Le président Kennedy était un fervent défenseur de la lutte contre la prolifération nucléaire. Après la crise des missiles de Cuba en 1962, il a réalisé à quel point il serait facile de déclencher, intentionnellement ou accidentellement, une guerre nucléaire catastrophique. Si les armes nucléaires étaient autorisées à se répandre dans un plus grand nombre de pays, les risques de catastrophe mondiale seraient d’autant plus grands. Il était également prédit que si Israël se dotait d’armes nucléaires, il deviendrait plus agressif et moins susceptible de parvenir à un accord de compromis concernant les réfugiés palestiniens.

Lorsque les services de renseignement ont indiqué qu’Israël essayait peut-être de fabriquer une arme nucléaire à Dimona en 1962, Kennedy était déterminé à découvrir si c’était vrai et, si c’était le cas, à l’arrêter. Cela a provoqué une intense confrontation diplomatique entre JFK et le Premier ministre israélien David Ben-Gourion. La preuve en a été récemment révélée dans l’échange de lettres entre le président Kennedy et le Premier ministre Ben-Gourion puis son successeur, Levi Eshkol. Elles portent toutes la mention “Top Secret” ou “Eyes Only”.

Il est essentiel de voir la séquence et quelques détails pour comprendre l’intensité de cette épreuve de force. Ces communications datent toutes de 1963. (Passez à la section suivante si vous souhaitez ignorer les détails décrits dans les échanges suivants, NdA).

En mars, le département d’État usaméricain a chargé l’ambassadeur des USA d’informer le gouvernement israélien que, pour des « raisons impérieuses », « le gouvernement américain demande l’accord du gouvernement israélien pour des visites semestrielles répétées à Dimona, peut-être en mai et en novembre, avec un accès complet à toutes les pièces et à tous les instruments de l’installation, par des scientifiques américains qualifiés ».

◆ Données fournies:
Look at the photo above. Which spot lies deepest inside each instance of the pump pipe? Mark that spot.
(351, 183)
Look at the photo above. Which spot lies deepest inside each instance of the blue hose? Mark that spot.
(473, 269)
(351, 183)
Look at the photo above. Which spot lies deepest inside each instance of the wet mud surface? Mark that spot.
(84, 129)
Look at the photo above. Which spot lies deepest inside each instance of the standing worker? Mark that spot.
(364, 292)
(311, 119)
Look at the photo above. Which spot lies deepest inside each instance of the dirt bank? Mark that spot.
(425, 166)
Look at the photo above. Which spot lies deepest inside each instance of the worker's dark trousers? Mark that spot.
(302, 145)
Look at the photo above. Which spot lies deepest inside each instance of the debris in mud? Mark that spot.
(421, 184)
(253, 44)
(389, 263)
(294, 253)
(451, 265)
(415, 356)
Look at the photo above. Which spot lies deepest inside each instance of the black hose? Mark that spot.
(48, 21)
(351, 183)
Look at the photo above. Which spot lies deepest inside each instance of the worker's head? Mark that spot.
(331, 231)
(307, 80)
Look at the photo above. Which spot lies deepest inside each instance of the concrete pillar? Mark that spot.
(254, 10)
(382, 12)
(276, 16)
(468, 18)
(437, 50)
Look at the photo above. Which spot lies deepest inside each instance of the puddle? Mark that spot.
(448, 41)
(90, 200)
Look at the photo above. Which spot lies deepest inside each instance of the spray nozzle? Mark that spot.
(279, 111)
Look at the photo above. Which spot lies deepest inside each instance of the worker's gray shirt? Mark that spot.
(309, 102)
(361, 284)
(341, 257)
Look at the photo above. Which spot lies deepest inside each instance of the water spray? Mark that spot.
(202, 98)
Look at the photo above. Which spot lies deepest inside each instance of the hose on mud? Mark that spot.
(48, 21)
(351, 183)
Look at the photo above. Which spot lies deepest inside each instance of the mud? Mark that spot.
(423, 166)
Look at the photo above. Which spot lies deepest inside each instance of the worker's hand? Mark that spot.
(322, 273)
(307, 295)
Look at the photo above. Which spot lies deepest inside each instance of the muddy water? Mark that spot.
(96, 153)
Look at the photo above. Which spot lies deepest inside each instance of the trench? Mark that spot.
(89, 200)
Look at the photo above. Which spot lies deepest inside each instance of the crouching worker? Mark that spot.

◆ Consigne donnée: Reproduisez mot pour mot l'intégralité du texte sur Kennedy et le programme nucléaire israélien.

◆ Réponse rédigée:
Le président Kennedy était un fervent défenseur de la lutte contre la prolifération nucléaire. Après la crise des missiles de Cuba en 1962, il a réalisé à quel point il serait facile de déclencher, intentionnellement ou accidentellement, une guerre nucléaire catastrophique. Si les armes nucléaires étaient autorisées à se répandre dans un plus grand nombre de pays, les risques de catastrophe mondiale seraient d’autant plus grands. Il était également prédit que si Israël se dotait d’armes nucléaires, il deviendrait plus agressif et moins susceptible de parvenir à un accord de compromis concernant les réfugiés palestiniens.

Lorsque les services de renseignement ont indiqué qu’Israël essayait peut-être de fabriquer une arme nucléaire à Dimona en 1962, Kennedy était déterminé à découvrir si c’était vrai et, si c’était le cas, à l’arrêter. Cela a provoqué une intense confrontation diplomatique entre JFK et le Premier ministre israélien David Ben-Gourion. La preuve en a été récemment révélée dans l’échange de lettres entre le président Kennedy et le Premier ministre Ben-Gourion puis son successeur, Levi Eshkol. Elles portent toutes la mention “Top Secret” ou “Eyes Only”.

Il est essentiel de voir la séquence et quelques détails pour comprendre l’intensité de cette épreuve de force. Ces communications datent toutes de 1963. (Passez à la section suivante si vous souhaitez ignorer les détails décrits dans les échanges suivants, NdA).

En mars, le département d’État usaméricain a chargé l’ambassadeur des USA d’informer le gouvernement israélien que, pour des « raisons impérieuses », « le gouvernement américain demande l’accord du gouvernement israélien pour des visites semestrielles répétées à Dimona, peut-être en mai et en novembre, avec un accès complet à toutes les pièces et à tous les instruments de l’installation, par des scientifiques américains qualifiés ».